→ **Task item**
Restate the following entries exactly, including every line.

*** Source records ***

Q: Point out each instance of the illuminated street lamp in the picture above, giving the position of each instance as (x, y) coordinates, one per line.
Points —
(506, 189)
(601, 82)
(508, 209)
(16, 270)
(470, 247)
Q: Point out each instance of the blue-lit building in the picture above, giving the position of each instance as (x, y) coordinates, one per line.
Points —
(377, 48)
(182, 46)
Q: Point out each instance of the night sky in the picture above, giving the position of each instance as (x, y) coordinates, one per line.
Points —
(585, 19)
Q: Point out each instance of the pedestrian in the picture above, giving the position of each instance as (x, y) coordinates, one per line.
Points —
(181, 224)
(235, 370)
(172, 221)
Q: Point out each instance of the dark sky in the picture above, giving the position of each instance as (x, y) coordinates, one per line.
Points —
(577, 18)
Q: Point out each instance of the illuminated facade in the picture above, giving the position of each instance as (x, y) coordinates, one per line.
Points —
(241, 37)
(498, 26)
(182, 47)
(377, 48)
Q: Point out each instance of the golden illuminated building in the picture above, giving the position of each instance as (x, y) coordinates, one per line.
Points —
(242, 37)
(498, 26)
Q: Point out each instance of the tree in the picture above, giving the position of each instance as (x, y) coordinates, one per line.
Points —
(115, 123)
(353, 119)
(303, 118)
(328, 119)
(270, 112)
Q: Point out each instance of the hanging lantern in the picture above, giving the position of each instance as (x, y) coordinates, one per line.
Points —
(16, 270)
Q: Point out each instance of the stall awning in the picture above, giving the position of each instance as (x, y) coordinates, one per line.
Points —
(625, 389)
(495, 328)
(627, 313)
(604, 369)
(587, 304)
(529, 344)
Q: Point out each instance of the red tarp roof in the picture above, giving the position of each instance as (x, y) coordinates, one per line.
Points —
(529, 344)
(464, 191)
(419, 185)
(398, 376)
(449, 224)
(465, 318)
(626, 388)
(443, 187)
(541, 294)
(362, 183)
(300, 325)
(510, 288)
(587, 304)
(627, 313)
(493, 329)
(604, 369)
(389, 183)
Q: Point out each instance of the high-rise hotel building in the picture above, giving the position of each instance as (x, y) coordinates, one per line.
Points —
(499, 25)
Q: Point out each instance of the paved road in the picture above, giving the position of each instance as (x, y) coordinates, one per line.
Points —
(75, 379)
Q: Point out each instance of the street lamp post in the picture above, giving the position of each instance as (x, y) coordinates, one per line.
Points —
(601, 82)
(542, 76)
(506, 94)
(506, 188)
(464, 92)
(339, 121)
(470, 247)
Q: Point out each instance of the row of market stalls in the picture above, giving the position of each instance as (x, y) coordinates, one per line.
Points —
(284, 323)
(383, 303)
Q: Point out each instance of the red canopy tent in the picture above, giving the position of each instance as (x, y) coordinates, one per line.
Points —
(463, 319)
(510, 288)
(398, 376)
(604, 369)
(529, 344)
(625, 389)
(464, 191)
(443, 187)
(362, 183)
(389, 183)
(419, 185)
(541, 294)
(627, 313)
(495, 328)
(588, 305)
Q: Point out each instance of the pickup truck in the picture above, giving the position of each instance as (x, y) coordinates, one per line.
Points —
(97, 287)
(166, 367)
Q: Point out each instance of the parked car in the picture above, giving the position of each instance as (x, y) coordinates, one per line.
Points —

***

→ **Written solution**
Q: Point out each instance of the illuminated street lamp in the picture above, giving the position of each instance as (x, y) coordinates, one per line.
Points —
(506, 189)
(601, 82)
(508, 209)
(16, 270)
(470, 247)
Q: Point out each instance of the blue-lit building in the picture above, giving the position of each instance as (x, y) coordinates, one per line.
Points —
(377, 48)
(182, 46)
Q: Point out each instance of the night sky in the picture above, giving the position of each instance as (x, y) coordinates, one per line.
Points —
(585, 19)
Q: Point out each instance of the pedestrian in the picture above, giving the position of each instance as (x, y) coordinates, one per line.
Points —
(181, 224)
(235, 370)
(172, 221)
Q: Point out each instance of the dark sky in the picture above, giving the position of each instance as (x, y) coordinates, one per line.
Points —
(577, 18)
Q: Point out each instance of the illuminated facade in the picture above, giving the position of each instance as (x, y) coordinates, one per line.
Points —
(241, 37)
(498, 26)
(182, 47)
(377, 48)
Q: Point out each instance of the golden illuminated building in the picture above, giving the position of each instance as (x, y) coordinates, one per line.
Points —
(242, 37)
(498, 26)
Q: Point out each instance of the tree in the picture above, giving the position of each instance as (x, y) coordinates, one per line.
Points —
(115, 123)
(353, 119)
(303, 118)
(328, 119)
(270, 112)
Q: Point out each instance of the hanging lantern in the picture above, giving the position of each instance as (x, y) coordinates, one per line.
Points —
(16, 270)
Q: Point out each instance of the stall awning in the picture above, giving the position of each instance as (x, y) coordinates, one per line.
Points —
(625, 389)
(495, 328)
(627, 313)
(604, 369)
(587, 304)
(529, 344)
Q: Point out each instance of the red tarp roof in the picture above, giving the position of each instance as (x, y) coordinates, one per line.
Points —
(529, 344)
(464, 191)
(419, 185)
(398, 376)
(449, 224)
(465, 318)
(626, 388)
(443, 187)
(541, 294)
(362, 183)
(300, 325)
(510, 288)
(587, 304)
(627, 313)
(493, 329)
(604, 369)
(389, 183)
Q: Point out each instance of the high-rise hotel building in the picture above, giving the position of each instance as (x, y) coordinates, one per line.
Points —
(499, 25)
Q: Point out each instance of the paved road in the picture above, giving the position of each instance as (x, y) coordinates, one per line.
Points —
(75, 379)
Q: Point out each instance of the street lamp post in the picture above, giving the position of each instance as (x, y) coordinates, one per line.
Points —
(601, 82)
(542, 76)
(506, 94)
(506, 188)
(464, 92)
(339, 121)
(470, 247)
Q: Point out each instance of the row of market stalls in the picture above, giving the position of each instance as (x, y) coordinates, one per line.
Points —
(284, 323)
(383, 303)
Q: Point out each instance of the red canopy tent in the picture above, giving the position of each instance as (x, y) coordinates, one per line.
Points —
(463, 319)
(510, 288)
(398, 376)
(604, 369)
(529, 344)
(625, 389)
(464, 191)
(443, 187)
(362, 183)
(389, 183)
(419, 185)
(541, 294)
(627, 313)
(495, 328)
(588, 305)
Q: Point out each instance of the pickup truck in the picture above, giving the position of each instance as (x, y) coordinates, one per line.
Points —
(97, 287)
(166, 367)
Q: Point out each instance of the parked car in the picture above, giving the position of each instance as (x, y) coordinates, one per line.
Points —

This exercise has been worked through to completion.